“WHAT I DID WHEN I WAS AN ILLEGAL IMMIGRANT”

My youngest daughter called me today to catch up. She was telling me that her friend was paying $3,000 for her daughter’s apartment. And her daughter was 21!!! Then she went on to say how glad she was that I never picked up after their mess, and they had to solve their own problems. This was after they left home to go to college.

After her student status expired and she became illegal, she had to work two shifts in a Japanese restaurant. She would do one shift, and when that was done, she would go to the Storage Area where they kept their huge sacks of rice, the gigantic soy sauce bottles, and everything that the restaurant used. She would sleep until her next shift, then she would work the second shift. It was very tiring for her, but at least she kept her financial independence.

[Raw data]:
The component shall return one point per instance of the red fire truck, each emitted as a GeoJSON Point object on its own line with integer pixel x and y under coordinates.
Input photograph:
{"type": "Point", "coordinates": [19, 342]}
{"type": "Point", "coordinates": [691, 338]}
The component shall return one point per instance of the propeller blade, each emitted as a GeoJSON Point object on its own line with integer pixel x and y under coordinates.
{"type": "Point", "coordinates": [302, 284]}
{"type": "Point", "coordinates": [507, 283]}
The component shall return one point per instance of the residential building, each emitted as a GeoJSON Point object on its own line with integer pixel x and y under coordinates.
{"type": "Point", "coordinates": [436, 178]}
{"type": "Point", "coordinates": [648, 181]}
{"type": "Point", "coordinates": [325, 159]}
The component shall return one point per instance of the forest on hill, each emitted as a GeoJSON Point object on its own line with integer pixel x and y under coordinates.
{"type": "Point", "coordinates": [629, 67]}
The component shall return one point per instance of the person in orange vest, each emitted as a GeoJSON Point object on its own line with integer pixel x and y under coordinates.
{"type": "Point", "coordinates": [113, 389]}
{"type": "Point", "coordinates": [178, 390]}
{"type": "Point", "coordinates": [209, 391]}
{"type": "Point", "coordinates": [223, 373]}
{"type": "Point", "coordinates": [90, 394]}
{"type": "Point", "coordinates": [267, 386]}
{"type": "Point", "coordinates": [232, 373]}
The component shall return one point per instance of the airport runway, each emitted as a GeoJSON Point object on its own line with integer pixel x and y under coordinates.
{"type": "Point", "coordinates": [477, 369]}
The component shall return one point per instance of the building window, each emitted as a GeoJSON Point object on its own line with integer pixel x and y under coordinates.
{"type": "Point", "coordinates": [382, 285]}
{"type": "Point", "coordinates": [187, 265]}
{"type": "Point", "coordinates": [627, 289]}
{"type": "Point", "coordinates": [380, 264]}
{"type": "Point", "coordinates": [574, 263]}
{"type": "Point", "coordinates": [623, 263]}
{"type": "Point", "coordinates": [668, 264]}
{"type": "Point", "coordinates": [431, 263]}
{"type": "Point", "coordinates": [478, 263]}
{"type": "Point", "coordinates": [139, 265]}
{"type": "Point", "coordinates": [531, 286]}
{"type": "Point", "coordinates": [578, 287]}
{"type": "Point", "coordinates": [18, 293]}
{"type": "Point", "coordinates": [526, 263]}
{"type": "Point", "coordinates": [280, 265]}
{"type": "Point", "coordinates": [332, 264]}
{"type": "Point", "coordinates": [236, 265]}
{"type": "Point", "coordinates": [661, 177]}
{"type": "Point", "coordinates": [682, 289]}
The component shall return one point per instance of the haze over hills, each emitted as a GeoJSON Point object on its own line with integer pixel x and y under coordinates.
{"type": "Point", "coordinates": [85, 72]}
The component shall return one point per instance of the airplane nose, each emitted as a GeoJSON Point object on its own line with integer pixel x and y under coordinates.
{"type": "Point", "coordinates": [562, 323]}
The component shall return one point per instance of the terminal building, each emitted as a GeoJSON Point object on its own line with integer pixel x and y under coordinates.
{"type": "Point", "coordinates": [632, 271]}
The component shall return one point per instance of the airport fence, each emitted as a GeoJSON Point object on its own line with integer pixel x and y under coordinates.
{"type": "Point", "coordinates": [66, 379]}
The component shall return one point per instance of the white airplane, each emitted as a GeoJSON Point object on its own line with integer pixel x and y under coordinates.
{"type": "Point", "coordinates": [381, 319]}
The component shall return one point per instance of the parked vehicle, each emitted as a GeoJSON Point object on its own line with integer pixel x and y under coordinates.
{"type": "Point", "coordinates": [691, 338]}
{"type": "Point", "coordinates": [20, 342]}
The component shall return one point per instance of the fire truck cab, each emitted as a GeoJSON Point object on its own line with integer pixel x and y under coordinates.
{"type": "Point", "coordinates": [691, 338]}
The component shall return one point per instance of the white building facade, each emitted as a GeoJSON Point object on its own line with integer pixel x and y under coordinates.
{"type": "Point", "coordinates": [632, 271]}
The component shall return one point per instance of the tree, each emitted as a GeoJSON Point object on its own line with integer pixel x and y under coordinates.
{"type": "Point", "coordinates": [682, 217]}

[What the task asks]:
Update the section of the account starting with "My youngest daughter" and going on through "her financial independence.", replacing "Storage Area" with "storeroom".

[Written answer]:
My youngest daughter called me today to catch up. She was telling me that her friend was paying $3,000 for her daughter’s apartment. And her daughter was 21!!! Then she went on to say how glad she was that I never picked up after their mess, and they had to solve their own problems. This was after they left home to go to college.

After her student status expired and she became illegal, she had to work two shifts in a Japanese restaurant. She would do one shift, and when that was done, she would go to the storeroom where they kept their huge sacks of rice, the gigantic soy sauce bottles, and everything that the restaurant used. She would sleep until her next shift, then she would work the second shift. It was very tiring for her, but at least she kept her financial independence.